#### STATED EXERCISE
Only the lines from the line holding "Sample: x=353, y=334." to the last line should be output, each exactly as given.

/---

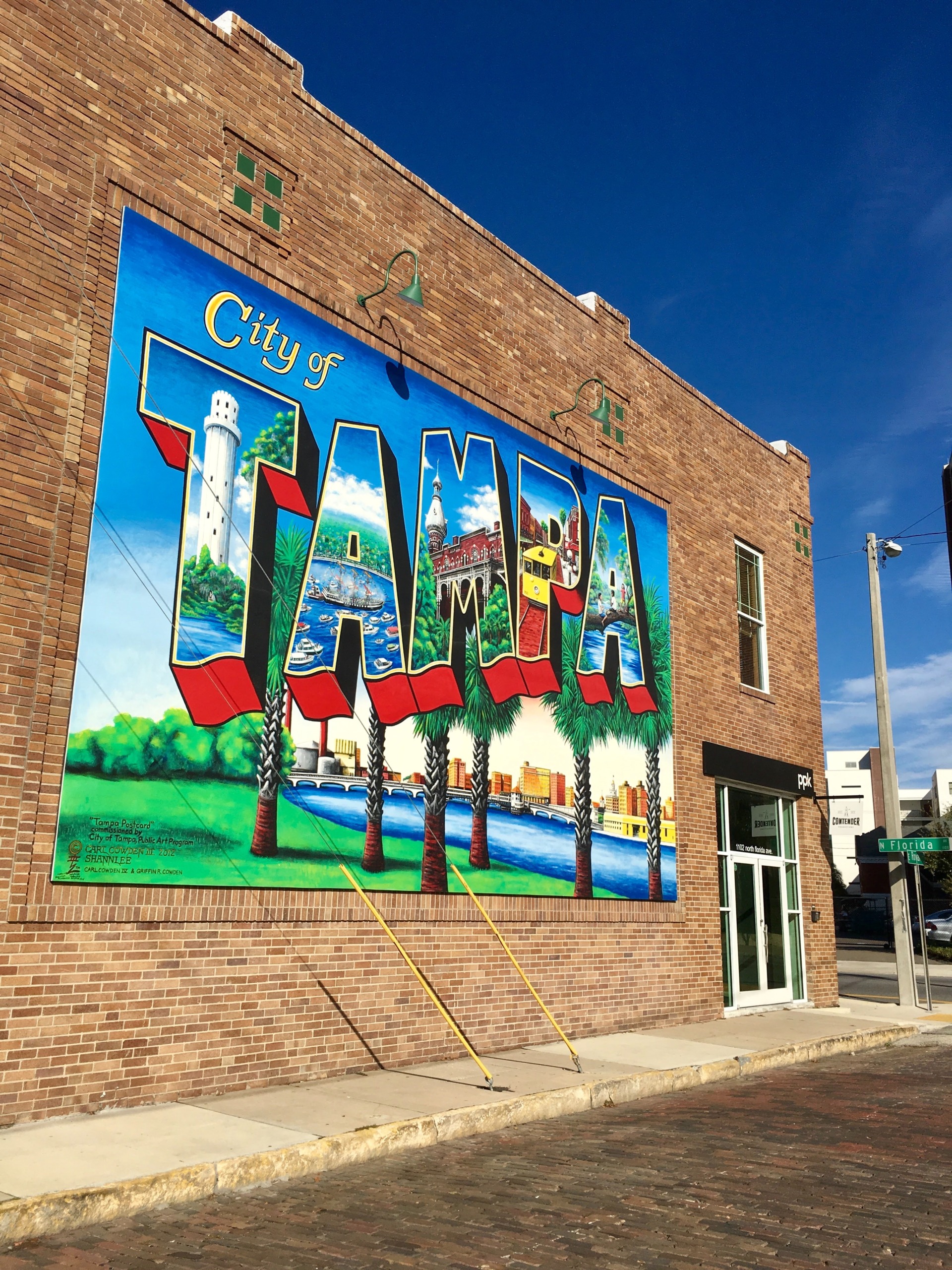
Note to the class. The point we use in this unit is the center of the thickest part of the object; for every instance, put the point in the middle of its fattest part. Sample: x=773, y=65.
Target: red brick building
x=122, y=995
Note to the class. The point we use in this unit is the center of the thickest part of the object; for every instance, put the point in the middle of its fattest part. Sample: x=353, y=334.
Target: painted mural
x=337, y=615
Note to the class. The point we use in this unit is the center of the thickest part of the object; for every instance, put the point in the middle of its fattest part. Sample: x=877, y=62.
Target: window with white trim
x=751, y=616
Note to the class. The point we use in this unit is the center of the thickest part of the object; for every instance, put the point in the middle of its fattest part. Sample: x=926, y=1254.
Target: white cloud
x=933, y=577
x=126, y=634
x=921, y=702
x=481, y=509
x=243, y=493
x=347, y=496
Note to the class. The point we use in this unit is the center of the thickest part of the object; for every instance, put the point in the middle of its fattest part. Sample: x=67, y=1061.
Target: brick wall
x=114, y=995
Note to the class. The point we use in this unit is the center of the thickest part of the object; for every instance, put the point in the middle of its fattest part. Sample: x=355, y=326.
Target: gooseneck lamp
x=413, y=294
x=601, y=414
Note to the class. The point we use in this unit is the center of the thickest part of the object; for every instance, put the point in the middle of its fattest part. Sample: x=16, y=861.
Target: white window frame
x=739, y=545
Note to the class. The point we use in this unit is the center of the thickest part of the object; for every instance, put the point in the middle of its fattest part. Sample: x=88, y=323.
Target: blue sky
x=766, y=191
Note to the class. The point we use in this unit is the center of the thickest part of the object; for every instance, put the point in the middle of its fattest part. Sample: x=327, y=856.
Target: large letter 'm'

\---

#### RESPONSE BELOW
Note to the class. The point we use in this unit is the center of the thickest part of the object; for every instance, put the point in the middle of its fattest part. Sample: x=353, y=334.
Target: painted mural
x=337, y=615
Note to the class. The point we use in this unit is the center of the thickest part of the object; for every instance, put the point in the middle of its fattest part. Sample: x=877, y=62.
Target: window with white trim
x=751, y=616
Note to the class. The point we use in this unit is the center of the thickest part of the object; for every instance, put the point in the middle of its fattest part. Sample: x=926, y=1254.
Target: white cloud
x=933, y=577
x=126, y=634
x=921, y=702
x=481, y=509
x=243, y=493
x=347, y=496
Note to the class. The point we use in this unit is the center of the thickest part of the object; for every instance, put the point in the middle of its fattest part. Sample: x=67, y=1061.
Target: brick wall
x=114, y=995
Note to the class. The point we use in this unit is the center of the thickest part of the object; for every instance, put the point in the middle of its fattest part. Sample: x=355, y=326.
Target: gooseneck lamp
x=413, y=294
x=601, y=414
Note to the class. The point we use in this unit is the center of the thickest part of the object; for every instance, put the point in the middle of its fattest part. Sample: x=16, y=861.
Target: white window frame
x=739, y=545
Note to the class. The point we use in this unit is the center of the thickest part of the object; for every instance, put the point in the middle of its fattest part. Sample: x=88, y=323.
Target: blue sky
x=766, y=191
Note to the class. The point we use in this unit is the center of the thickest part of the object; for every instance, put the point in the middle of its fattest part. Sample: x=327, y=856.
Target: large letter 'm'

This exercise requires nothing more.